◆ QUOTED PASSAGE:
Prepared by NEA Office of General Counsel, April 2002
National Education Association
1201 Sixteenth Street NW
Washington DC 20036

Foreward

The struggle for full employment rights for gay, lesbian, bisexual, and transgendered education employees is an
ongoing civil rights movement being fought on a number of fronts. Although Congress has not yet enacted a
comprehensive ban on sexual orientation/gender identification discrimination in the workplace, there may be other
sources for possible job protections that apply to your situation. In addition, several recent court decisions suggest
that discrimination on the basis of sexual orientation/gender identification may violate the U.S. Constitution.

This section is intended to provide an overview of recent legal developments, identify the sources for job rights
protections, and offer practical advice about what to do if you believe that you are the victim of sexual
orientation/gender identification discrimination.

But the most important thing to remember is this: if you believe that your employer has discriminated against you
because of your sexual orientation/gender identification, you should contact your local UniServ representative
immediately. In consultation with state affiliate legal counsel, your UniServ representative will be able to advise you
about what job protections, if any, apply to your situation and will provide the assistance and support that you need.

NOTE:  This section provides general background information only and is not a substitute for a particularized
assessment of an actual problem by an attorney familiar with the governing local laws of your area.

◆ EXERCISE PROMPT:
Can you give the foreword again, between "The struggle for" and "orientation/gender identification discrimination.", inclusive, swapping "overview" for "summary"? The items play no part in this.

◆ DATASET CONTENT:
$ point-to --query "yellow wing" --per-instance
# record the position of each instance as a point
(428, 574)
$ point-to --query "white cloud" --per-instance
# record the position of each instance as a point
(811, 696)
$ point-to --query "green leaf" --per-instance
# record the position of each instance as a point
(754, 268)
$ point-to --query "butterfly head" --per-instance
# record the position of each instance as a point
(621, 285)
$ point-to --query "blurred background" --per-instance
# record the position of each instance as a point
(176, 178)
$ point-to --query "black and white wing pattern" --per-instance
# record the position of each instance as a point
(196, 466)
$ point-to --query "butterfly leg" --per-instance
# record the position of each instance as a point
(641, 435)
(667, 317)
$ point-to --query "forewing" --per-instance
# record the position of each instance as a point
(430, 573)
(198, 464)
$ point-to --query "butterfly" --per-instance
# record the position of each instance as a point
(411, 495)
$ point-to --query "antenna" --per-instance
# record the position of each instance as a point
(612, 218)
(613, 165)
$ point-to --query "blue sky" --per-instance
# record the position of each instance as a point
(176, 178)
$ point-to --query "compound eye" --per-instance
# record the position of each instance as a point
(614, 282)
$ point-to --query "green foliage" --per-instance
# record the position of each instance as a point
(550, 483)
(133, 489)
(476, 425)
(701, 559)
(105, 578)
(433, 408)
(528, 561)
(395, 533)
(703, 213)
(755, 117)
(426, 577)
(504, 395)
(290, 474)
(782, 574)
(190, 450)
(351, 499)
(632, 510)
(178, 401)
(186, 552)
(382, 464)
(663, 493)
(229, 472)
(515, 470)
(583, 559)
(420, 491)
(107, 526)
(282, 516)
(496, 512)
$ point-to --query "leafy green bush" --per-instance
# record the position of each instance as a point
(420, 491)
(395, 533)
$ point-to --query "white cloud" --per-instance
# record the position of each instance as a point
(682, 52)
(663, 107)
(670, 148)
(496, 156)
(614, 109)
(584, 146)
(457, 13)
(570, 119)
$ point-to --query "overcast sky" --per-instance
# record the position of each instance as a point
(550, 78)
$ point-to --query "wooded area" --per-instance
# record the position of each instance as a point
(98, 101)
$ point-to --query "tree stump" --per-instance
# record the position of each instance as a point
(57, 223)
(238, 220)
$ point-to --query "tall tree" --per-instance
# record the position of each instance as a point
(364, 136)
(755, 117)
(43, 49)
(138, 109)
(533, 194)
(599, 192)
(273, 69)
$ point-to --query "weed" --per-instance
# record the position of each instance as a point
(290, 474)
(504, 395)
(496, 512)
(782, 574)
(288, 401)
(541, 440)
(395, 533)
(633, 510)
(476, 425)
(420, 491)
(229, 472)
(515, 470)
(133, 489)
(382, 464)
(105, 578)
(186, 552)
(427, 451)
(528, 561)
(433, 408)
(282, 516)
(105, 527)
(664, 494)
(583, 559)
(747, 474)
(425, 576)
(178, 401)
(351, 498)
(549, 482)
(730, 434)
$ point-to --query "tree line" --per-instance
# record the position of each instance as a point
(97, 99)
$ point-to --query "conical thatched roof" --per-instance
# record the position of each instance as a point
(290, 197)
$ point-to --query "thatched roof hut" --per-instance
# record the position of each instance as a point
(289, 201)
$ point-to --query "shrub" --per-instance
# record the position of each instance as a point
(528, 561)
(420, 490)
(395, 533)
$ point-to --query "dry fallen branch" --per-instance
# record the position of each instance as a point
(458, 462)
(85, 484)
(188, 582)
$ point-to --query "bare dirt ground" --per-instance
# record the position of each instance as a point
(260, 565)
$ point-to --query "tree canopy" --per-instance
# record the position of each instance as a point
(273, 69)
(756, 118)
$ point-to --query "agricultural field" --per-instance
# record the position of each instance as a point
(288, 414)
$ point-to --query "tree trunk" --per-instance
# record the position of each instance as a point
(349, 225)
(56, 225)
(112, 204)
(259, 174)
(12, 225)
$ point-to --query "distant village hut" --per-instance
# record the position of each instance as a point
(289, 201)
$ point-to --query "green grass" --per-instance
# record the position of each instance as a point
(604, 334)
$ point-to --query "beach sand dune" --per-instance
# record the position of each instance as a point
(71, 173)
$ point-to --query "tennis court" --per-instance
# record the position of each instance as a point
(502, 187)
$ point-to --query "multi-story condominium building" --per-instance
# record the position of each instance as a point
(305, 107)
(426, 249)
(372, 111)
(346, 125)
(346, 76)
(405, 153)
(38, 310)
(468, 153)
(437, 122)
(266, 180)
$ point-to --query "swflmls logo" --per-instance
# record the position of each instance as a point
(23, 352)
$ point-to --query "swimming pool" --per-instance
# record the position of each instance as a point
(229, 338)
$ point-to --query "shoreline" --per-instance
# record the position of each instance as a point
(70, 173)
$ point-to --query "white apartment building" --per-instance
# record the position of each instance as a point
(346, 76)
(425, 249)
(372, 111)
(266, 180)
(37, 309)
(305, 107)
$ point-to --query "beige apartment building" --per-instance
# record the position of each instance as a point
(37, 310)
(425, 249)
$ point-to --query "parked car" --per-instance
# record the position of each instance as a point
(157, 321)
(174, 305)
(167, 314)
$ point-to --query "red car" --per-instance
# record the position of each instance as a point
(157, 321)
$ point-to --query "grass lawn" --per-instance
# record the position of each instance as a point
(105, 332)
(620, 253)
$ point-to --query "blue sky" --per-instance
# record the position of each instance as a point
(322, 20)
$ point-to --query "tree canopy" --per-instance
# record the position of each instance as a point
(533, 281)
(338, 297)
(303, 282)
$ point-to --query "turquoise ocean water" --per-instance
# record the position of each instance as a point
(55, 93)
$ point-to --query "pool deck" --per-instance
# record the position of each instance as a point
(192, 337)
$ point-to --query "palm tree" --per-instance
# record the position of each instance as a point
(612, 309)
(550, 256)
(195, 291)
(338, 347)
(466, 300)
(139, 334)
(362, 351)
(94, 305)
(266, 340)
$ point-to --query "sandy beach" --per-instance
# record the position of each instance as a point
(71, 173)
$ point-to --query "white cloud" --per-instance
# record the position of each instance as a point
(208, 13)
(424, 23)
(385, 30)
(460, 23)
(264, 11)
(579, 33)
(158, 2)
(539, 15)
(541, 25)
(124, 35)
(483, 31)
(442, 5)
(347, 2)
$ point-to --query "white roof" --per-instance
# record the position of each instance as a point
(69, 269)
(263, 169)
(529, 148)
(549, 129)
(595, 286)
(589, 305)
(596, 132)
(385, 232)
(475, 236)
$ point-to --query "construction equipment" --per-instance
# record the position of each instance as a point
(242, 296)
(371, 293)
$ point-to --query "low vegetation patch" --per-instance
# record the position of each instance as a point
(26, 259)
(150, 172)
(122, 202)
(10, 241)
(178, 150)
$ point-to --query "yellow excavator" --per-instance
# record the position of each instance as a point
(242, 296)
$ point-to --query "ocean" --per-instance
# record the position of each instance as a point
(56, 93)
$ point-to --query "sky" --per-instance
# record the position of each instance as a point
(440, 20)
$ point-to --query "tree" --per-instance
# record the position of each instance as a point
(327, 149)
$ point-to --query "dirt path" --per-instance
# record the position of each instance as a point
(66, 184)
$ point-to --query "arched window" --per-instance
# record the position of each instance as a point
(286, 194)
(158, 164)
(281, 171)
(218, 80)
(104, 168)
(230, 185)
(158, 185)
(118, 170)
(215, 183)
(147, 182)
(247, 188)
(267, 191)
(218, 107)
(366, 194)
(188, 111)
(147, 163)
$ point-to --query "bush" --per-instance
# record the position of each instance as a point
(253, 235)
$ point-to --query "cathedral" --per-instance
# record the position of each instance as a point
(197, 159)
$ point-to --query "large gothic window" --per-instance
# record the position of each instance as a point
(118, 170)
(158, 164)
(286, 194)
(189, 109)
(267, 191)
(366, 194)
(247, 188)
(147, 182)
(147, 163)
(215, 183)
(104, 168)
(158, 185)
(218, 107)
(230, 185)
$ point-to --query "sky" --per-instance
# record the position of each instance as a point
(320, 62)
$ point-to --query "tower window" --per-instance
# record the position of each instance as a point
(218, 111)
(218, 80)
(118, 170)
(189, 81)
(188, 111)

...

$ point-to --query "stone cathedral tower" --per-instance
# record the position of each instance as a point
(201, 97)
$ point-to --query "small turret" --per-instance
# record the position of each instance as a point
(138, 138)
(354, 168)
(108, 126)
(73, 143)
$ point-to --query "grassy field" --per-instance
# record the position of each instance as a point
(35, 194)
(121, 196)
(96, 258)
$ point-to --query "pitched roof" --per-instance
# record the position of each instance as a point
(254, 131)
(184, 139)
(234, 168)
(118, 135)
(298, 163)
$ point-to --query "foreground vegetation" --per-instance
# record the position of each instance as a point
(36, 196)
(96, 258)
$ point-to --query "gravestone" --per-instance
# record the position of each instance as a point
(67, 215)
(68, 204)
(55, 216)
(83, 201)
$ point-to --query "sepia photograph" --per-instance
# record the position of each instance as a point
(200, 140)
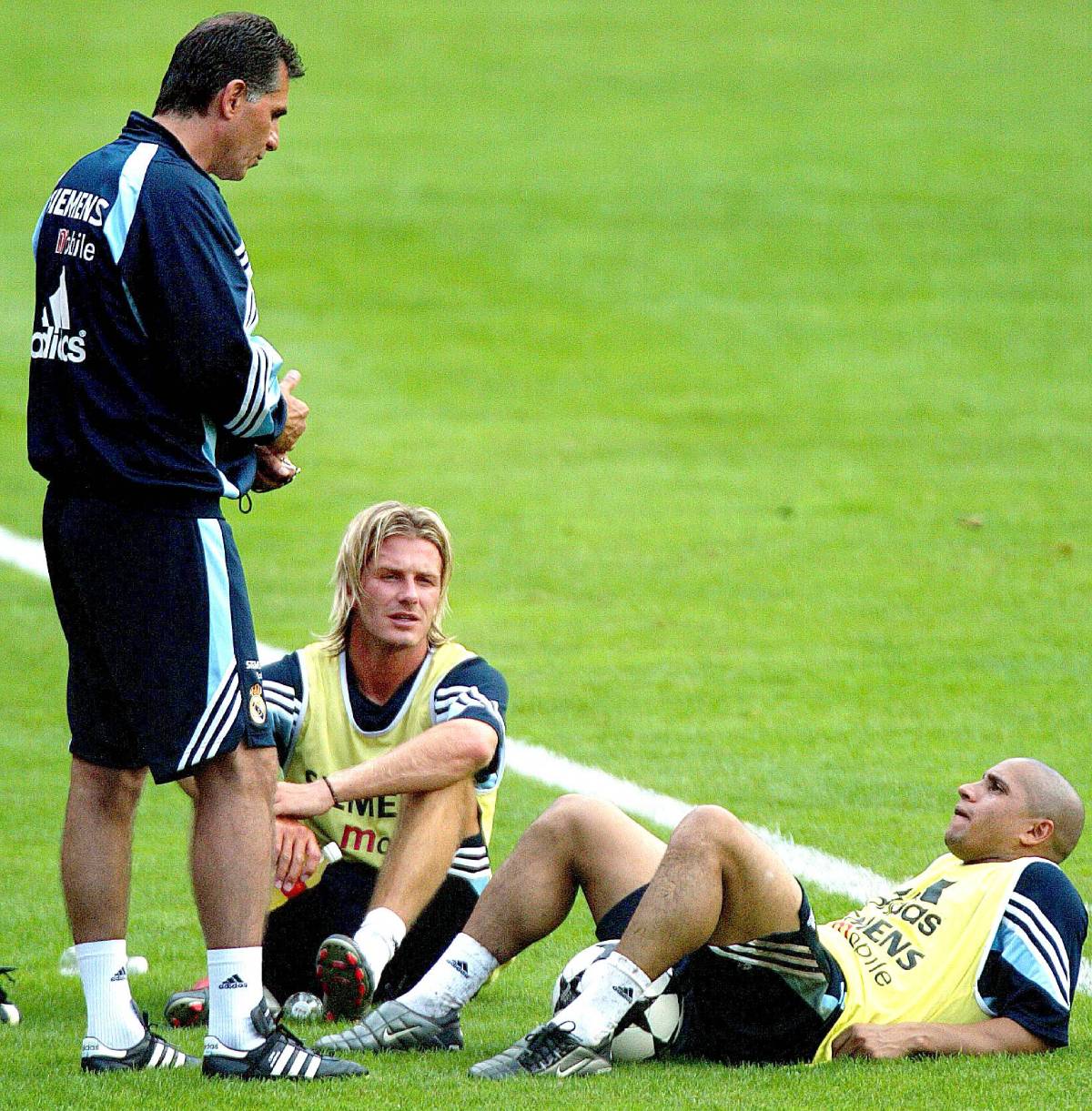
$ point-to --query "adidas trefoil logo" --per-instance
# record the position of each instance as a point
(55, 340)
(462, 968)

◆ TASK SOLUTION:
The struggle for full employment rights for gay, lesbian, bisexual, and transgendered education employees is an
ongoing civil rights movement being fought on a number of fronts. Although Congress has not yet enacted a
comprehensive ban on sexual orientation/gender identification discrimination in the workplace, there may be other
sources for possible job protections that apply to your situation. In addition, several recent court decisions suggest
that discrimination on the basis of sexual orientation/gender identification may violate the U.S. Constitution.

This section is intended to provide an summary of recent legal developments, identify the sources for job rights
protections, and offer practical advice about what to do if you believe that you are the victim of sexual
orientation/gender identification discrimination.